Dataset content |
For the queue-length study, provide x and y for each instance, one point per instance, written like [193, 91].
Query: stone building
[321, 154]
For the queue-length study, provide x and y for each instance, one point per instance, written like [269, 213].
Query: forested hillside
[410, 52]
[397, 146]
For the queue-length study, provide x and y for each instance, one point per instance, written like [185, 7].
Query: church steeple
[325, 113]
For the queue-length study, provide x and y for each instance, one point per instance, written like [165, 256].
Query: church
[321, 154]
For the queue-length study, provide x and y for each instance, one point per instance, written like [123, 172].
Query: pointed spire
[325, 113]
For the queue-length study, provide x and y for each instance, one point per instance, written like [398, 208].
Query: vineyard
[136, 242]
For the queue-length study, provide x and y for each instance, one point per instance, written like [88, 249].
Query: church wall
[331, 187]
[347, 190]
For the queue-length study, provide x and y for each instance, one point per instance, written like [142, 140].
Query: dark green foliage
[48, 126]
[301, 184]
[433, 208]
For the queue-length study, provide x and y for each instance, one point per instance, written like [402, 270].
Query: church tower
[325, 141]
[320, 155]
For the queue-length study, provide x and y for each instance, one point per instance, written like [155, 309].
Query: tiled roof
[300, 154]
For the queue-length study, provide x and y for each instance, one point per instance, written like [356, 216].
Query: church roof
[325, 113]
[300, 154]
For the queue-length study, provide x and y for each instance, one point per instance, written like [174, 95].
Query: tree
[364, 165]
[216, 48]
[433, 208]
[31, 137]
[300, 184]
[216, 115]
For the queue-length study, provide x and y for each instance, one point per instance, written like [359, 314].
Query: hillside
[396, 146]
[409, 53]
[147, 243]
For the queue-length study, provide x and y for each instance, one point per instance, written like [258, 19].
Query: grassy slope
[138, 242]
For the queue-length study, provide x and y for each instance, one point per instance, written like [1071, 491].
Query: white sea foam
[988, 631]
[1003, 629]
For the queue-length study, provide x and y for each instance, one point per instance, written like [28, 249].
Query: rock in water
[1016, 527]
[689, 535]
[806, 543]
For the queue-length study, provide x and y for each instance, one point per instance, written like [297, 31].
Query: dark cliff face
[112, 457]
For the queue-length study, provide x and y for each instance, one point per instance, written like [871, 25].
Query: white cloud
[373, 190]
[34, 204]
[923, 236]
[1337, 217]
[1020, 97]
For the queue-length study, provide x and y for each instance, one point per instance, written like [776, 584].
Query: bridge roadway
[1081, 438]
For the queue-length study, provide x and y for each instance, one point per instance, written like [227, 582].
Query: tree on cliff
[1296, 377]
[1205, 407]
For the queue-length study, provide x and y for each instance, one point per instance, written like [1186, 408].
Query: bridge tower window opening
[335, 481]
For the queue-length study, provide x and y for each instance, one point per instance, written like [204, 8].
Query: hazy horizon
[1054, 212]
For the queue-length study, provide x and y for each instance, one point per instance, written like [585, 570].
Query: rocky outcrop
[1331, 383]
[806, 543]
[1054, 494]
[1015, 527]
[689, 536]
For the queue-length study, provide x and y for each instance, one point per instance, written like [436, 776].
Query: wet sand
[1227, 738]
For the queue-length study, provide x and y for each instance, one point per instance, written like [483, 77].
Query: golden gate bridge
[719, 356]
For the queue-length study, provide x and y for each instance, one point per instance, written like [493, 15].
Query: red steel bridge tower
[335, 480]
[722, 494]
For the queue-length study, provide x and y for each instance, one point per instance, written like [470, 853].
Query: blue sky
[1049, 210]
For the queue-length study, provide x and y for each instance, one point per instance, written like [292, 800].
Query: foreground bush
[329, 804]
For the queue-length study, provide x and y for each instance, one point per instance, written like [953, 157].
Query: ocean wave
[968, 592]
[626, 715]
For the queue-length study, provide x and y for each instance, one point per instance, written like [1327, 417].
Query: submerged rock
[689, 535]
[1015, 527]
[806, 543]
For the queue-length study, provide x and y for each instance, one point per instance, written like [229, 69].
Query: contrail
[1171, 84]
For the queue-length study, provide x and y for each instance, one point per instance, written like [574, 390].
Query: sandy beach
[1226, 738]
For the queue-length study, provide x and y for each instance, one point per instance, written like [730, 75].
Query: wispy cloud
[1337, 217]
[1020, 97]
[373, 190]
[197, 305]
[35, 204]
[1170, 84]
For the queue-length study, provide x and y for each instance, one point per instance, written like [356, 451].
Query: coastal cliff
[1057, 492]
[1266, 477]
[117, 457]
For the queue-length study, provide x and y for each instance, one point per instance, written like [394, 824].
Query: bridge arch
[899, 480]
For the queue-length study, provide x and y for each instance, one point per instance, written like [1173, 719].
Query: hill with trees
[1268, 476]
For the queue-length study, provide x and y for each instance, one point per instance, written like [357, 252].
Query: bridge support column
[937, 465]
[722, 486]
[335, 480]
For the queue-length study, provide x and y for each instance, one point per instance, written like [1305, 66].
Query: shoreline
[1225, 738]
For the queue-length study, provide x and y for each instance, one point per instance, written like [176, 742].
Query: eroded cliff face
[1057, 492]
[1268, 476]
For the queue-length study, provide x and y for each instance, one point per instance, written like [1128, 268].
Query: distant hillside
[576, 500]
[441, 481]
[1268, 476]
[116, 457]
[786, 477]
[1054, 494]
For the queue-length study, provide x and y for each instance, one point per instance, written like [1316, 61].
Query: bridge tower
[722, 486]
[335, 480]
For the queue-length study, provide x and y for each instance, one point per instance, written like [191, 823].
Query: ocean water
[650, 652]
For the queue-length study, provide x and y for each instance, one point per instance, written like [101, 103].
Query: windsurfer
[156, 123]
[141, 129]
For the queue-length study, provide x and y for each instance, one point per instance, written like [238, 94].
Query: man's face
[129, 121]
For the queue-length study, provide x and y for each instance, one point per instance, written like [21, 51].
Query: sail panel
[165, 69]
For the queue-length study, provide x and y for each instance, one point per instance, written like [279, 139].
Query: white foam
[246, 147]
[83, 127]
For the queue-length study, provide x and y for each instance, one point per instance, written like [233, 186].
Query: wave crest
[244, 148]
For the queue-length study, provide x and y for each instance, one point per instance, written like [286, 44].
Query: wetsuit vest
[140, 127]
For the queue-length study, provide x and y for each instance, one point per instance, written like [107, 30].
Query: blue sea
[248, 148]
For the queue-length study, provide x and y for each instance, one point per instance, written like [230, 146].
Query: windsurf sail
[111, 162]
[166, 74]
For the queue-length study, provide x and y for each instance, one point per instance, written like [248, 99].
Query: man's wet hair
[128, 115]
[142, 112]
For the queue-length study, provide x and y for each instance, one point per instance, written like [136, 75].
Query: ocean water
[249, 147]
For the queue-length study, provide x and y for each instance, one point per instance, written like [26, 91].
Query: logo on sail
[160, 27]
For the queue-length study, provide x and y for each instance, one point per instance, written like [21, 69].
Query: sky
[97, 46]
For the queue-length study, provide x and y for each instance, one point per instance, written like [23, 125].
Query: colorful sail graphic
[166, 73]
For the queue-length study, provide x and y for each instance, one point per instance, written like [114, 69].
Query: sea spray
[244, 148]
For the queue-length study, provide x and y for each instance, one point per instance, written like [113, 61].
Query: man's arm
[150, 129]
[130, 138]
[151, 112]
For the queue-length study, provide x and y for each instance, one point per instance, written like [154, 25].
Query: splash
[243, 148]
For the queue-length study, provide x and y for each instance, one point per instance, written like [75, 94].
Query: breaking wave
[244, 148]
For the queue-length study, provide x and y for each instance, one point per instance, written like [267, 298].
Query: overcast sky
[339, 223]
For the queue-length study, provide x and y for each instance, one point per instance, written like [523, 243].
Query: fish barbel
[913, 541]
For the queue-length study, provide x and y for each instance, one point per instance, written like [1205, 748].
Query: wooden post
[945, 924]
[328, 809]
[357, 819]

Exercise task |
Copy the data word for word, starting with the line that contains "like [297, 31]." and ending after the line that contains "[1081, 438]".

Correct output |
For the queue-length study, provide x and y for each instance, one point per instance, written like [297, 31].
Query: dark cliff face
[112, 457]
For the queue-length study, provide x and y for each instance, one point per instance, written like [871, 25].
Query: white cloud
[373, 190]
[34, 204]
[923, 236]
[1337, 217]
[1020, 97]
For the queue-length study, provide x and y for each instance, one point per instance, written like [776, 584].
Query: bridge roadway
[1081, 438]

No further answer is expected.